§ **Work item**: Search the material below for the string "rock". Return every line that holds it.

§ **Input material**:

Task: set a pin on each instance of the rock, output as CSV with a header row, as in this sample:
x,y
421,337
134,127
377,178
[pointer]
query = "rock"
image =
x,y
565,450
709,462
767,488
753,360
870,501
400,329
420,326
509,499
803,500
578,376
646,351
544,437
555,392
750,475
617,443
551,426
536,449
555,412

§ **Result**:
Task: set a pin on each instance of the rock, output as CSV with a header row, as in this sample:
query = "rock"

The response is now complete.